Sunday, May 21, 2006

What can ‘Agile’ tell us about how Business & IT could work together better?

I blogged recently about the need for joint collaborative business-IT teams in the early phases of business change or business transformation exercises. Anyone who's had exposure to IT software development will recognise similarities in the criticisms I made about current dysfunctional approaches to the criticisms of the old approach to software development, the so-called waterfall approach.

In this methodology of course, the requirements were gathered by one team before the analysis and design was carried out by another, before the development carried out by another, before the testing by another etc. It was real manufacturing production-line thinking about one group of specialists working in isolation on the task they have expertise in, before passing the work ('over-the-wall') onto the next isolated group of specialists.

It’s now well known and accepted that it never worked very well for IT software development and implementation. My feeling is that this is similar to the logic in my comments on how we need to now realise that a silo-based 'over-the-wall' approach doesn’t work well for business-IT engagement in business change design exercises either.

• [DATA EXCERPT]:
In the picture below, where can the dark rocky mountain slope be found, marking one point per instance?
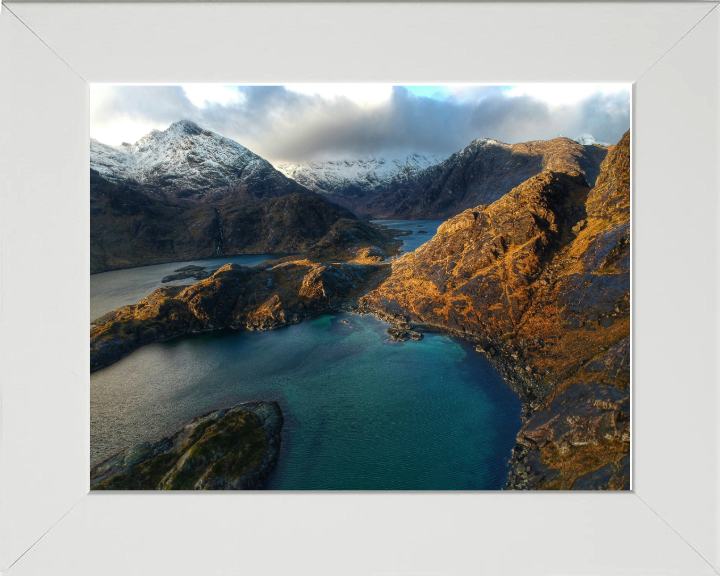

• [TASK SET]:
1. Answer these questions using the Agile blog post.
(a) On what date was the post published?
(b) What name does the post give to the old approach to software development?
(c) In that old methodology, what did the first team do before analysis and design began?
2. Decide whether each statement agrees with the Agile blog post. Answer yes or no, and quote the words from the post that settle it.
(a) In the waterfall approach, a single team handled everything from requirements through testing.
(b) The writer says the waterfall approach never worked very well for IT software development.
(c) The writer had recently blogged about joint business-IT teams.
3. Proceed with the Agile blog post, picking up after its final sentence.

• [RESULTS OF THE TASKS]:
1.
(a) Sunday, May 21, 2006
(b) The waterfall approach
(c) It gathered the requirements.

2.
(a) No: "the requirements were gathered by one team before the analysis and design was carried out by another"
(b) Yes: "It’s now well known and accepted that it never worked very well for IT software development and implementation."
(c) Yes: "I blogged recently about the need for joint collaborative business-IT teams"

3.
Of course in the software development world iterative, and more recently 'agile' methods have come into being as the dominant methods. Agile software development techniques are founded on principles like collaborative working, early engagement, iterative design and delivery, and frequent rationalised reviews. Good practices like this have demonstrated that they can help deliver more relevant software solutions that are (for example) more likely to achieve what was actually needed rather than what was initially thought to be needed, to deliver what was desirable to the user rather than the designer, and to deliver what was actually achievable rather than what was thought to be reasonable.

Now I'm not going to repurpose the word 'agile' here to my points on joint-teams, as many have borrowed that word for other domains already. But the commonaility in intention and concept is interesting. And even if (as some would point out) agile didn't really invent these concepts, for me it still illustrates some good practices that we actually need for Business-IT engagement approaches on a broader level beyond just software development.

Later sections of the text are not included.